◆ **To do**: Reproduce every entry exactly, without alteration.

◆ **Provided data**:

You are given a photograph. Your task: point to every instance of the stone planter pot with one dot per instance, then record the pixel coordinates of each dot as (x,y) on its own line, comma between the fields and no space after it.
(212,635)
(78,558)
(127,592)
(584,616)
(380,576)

◆ **Task result**:
You are given a photograph. Your task: point to every instance of the stone planter pot with one dot per instance, then record the pixel coordinates of each dot as (x,y) on its own line, comma between the fields and no space after it.
(212,635)
(78,558)
(127,592)
(584,616)
(380,576)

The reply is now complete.